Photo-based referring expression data

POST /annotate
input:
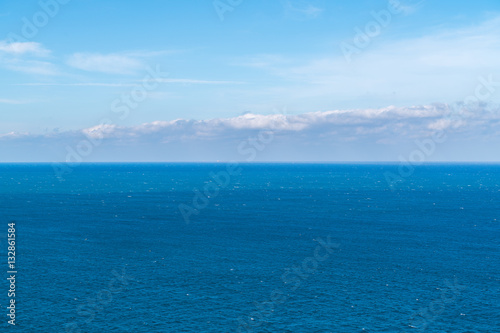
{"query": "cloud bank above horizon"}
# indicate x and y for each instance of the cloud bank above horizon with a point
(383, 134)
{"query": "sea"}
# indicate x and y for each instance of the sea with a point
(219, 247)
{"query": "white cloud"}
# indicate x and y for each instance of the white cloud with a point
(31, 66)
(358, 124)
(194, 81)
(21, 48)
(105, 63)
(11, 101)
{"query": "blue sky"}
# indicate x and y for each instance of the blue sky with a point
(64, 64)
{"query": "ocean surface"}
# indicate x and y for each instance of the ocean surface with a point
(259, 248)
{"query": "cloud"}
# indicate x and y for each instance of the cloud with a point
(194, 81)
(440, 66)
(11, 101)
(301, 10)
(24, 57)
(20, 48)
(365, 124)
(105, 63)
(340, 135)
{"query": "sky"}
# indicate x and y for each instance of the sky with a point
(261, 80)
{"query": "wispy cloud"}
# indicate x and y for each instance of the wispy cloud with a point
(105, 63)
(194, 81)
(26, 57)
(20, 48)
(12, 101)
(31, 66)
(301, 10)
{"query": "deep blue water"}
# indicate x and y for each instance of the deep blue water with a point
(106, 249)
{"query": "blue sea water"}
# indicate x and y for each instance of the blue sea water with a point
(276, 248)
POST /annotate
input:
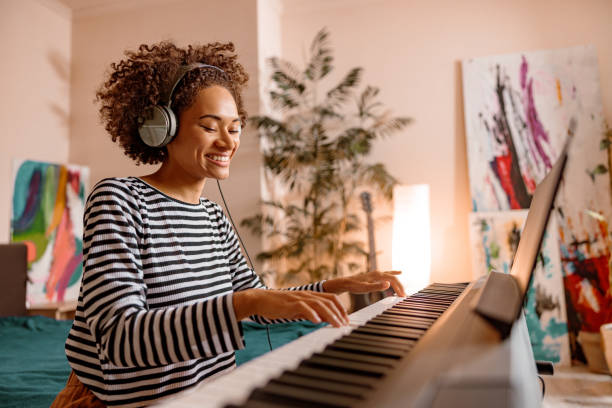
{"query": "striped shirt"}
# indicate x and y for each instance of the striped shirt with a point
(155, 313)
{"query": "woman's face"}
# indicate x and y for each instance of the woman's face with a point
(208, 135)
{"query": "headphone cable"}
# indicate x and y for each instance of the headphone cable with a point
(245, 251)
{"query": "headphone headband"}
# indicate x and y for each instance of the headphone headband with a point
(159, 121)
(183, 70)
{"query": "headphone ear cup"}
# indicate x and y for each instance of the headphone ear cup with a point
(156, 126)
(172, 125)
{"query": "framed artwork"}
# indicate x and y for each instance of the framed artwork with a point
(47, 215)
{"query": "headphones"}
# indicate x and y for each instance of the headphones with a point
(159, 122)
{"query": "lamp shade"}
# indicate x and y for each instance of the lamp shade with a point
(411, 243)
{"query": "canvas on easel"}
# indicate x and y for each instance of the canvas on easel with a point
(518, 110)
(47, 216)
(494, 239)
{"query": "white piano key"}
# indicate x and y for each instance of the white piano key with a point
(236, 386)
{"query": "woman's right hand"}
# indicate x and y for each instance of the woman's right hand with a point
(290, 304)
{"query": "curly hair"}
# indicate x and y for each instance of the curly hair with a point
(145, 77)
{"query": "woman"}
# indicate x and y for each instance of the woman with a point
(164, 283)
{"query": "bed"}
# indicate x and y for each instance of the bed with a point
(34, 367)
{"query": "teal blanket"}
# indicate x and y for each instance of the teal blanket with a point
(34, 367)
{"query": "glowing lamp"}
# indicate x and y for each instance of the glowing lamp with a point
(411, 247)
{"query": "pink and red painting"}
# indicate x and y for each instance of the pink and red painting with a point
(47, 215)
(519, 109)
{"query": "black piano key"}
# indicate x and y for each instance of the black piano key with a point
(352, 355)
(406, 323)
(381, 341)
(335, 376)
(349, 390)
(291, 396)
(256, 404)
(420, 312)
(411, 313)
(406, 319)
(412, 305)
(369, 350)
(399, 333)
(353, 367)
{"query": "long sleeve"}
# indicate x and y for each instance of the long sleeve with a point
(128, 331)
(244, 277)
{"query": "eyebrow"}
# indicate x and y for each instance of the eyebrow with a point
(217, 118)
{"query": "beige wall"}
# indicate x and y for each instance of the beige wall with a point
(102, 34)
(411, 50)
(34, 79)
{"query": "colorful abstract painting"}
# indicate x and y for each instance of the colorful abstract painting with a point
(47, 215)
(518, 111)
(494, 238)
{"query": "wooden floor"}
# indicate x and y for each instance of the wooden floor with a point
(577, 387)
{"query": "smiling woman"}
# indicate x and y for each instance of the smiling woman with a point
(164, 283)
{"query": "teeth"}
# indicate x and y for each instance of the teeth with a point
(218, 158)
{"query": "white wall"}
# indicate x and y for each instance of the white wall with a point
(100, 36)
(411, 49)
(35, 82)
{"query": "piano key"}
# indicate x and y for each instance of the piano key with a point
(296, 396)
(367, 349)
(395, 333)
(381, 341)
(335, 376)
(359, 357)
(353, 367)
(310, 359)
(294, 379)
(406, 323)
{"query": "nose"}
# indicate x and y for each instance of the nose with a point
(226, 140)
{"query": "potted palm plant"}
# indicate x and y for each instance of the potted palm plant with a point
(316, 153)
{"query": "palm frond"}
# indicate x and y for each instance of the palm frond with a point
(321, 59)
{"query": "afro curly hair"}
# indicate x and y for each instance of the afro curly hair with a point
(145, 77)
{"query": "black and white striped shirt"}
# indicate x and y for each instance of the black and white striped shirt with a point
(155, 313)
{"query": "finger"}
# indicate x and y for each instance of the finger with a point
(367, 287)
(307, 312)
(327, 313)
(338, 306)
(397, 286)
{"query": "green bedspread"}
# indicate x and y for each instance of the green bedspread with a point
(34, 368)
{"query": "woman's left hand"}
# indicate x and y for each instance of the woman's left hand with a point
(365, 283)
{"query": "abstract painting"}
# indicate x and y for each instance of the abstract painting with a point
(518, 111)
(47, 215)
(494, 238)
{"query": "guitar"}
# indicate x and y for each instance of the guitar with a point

▶ [Exercise aim]
Repeat the records word for word. Leave out whatever pictures they hold.

▶ [Response to this exercise]
POST /annotate
input:
{"query": "cloud bank above horizon"}
# indicate x and y for each instance of the cloud bank above horizon with a point
(383, 134)
{"query": "sea"}
# indicate x and y for each instance of the sea with a point
(219, 247)
{"query": "white cloud"}
# indicate x and y for each instance of the white cloud with a point
(31, 66)
(358, 124)
(194, 81)
(21, 48)
(105, 63)
(11, 101)
{"query": "blue sky"}
# indicate x and y for each instance of the blue sky with a point
(64, 64)
{"query": "ocean surface"}
# indicate x and y for each instance of the ocean surface with a point
(259, 248)
{"query": "cloud"}
# indicate x and y for each instance of the cloud with a point
(194, 81)
(440, 66)
(11, 101)
(301, 10)
(24, 57)
(20, 48)
(365, 124)
(105, 63)
(340, 135)
{"query": "sky"}
# indicate x and y for each instance of the sky with a point
(261, 80)
{"query": "wispy cloud"}
# indicate x and y for each instance of the wispy cloud with a point
(105, 63)
(194, 81)
(26, 57)
(20, 48)
(12, 101)
(31, 66)
(301, 10)
{"query": "deep blue water"}
# indicate x and y for each instance of the deep blue water with a point
(106, 249)
{"query": "blue sea water"}
# indicate x and y for each instance of the blue sea water with a point
(276, 248)
POST /annotate
input:
{"query": "striped shirt"}
# indicate x and y for each instance of the striped shirt with a point
(155, 313)
{"query": "woman's face"}
# indicate x and y for each instance of the woman's face with a point
(208, 135)
{"query": "headphone cable"}
# indicate x and y for each instance of the headphone cable with a point
(245, 251)
{"query": "headphone headband"}
# indicate x and y for each instance of the headphone headband with a point
(159, 121)
(183, 70)
{"query": "headphone ear cup"}
# indicate x and y for each instance of the headphone ear cup with a point
(156, 126)
(172, 125)
{"query": "framed artwork"}
# indicate x and y for each instance of the framed artwork with a point
(47, 215)
{"query": "headphones"}
# indicate x and y for each instance of the headphones with a point
(159, 122)
{"query": "lamp shade"}
# indicate x and y for each instance of the lamp shade with a point
(411, 243)
{"query": "canvas on easel"}
# indicate x and y for each instance of the canvas on easel with a point
(518, 110)
(47, 216)
(494, 239)
{"query": "white piano key"}
# indicate x and y for each instance of the white piano key with a point
(236, 386)
{"query": "woman's right hand"}
# indicate x and y for each instance of the woman's right hand with a point
(290, 304)
{"query": "curly hair"}
# indicate x and y for each instance of the curly hair with a point
(145, 77)
{"query": "woman"}
# indicate x and y for each instance of the woman with a point
(164, 283)
{"query": "bed"}
# indicate x and y for each instance of the bed with a point
(34, 367)
{"query": "teal blanket"}
# indicate x and y for each instance of the teal blanket with a point
(34, 367)
{"query": "glowing lamp"}
# indicate x and y for each instance of the glowing lamp with a point
(411, 247)
{"query": "pink and red painting"}
# indicate x and y for each instance of the pink and red painting with a point
(47, 215)
(519, 109)
{"query": "black piano key"}
# indicate x and y for each instance of the black piano key with a point
(352, 355)
(406, 323)
(381, 341)
(335, 376)
(349, 390)
(291, 396)
(256, 404)
(420, 312)
(411, 313)
(406, 319)
(412, 305)
(369, 350)
(399, 333)
(353, 367)
{"query": "long sleeve"}
# indicate x and y for each instance of the long sleeve with a point
(128, 331)
(244, 277)
{"query": "eyebrow"}
# indicate x and y for each instance of the eyebrow with a point
(217, 118)
{"query": "beige wall"}
# indicate x and y for each instance of the beige wall with a point
(102, 34)
(411, 50)
(34, 79)
{"query": "colorful abstract painting"}
# indicate x and y for each instance of the colorful abstract painting with a point
(47, 215)
(518, 111)
(494, 238)
{"query": "wooden floor"}
# indicate x and y for each instance of the wooden floor with a point
(577, 387)
{"query": "smiling woman"}
# indicate x and y for each instance of the smiling woman with a point
(164, 283)
{"query": "teeth"}
# indicate x and y for each instance of the teeth with a point
(218, 158)
{"query": "white wall"}
# indicate x and y for each instance of the white wall with a point
(100, 36)
(411, 49)
(35, 82)
{"query": "piano key"}
# indicate x and y for each instance of the piano key with a point
(296, 396)
(367, 349)
(395, 333)
(381, 341)
(335, 376)
(359, 357)
(353, 367)
(310, 359)
(294, 379)
(406, 323)
{"query": "nose"}
# indicate x and y for each instance of the nose with a point
(226, 140)
{"query": "potted palm plant"}
# indicate x and y for each instance of the potted palm plant with a point
(316, 153)
{"query": "palm frond"}
# indicate x and y for each instance of the palm frond with a point
(321, 59)
{"query": "afro curly hair"}
# indicate x and y for each instance of the afro curly hair with a point
(145, 77)
{"query": "black and white striped shirt"}
# indicate x and y for each instance of the black and white striped shirt with a point
(155, 313)
{"query": "finger"}
# indicate x and y for each instance of the finger with a point
(367, 287)
(307, 312)
(327, 313)
(338, 306)
(397, 286)
{"query": "green bedspread"}
# indicate x and y for each instance of the green bedspread with a point
(34, 368)
{"query": "woman's left hand"}
# indicate x and y for each instance of the woman's left hand with a point
(365, 283)
{"query": "abstract painting"}
# indicate x and y for each instance of the abstract painting with a point
(518, 111)
(47, 215)
(494, 238)
{"query": "guitar"}
# indicate x and y for each instance of the guitar with a point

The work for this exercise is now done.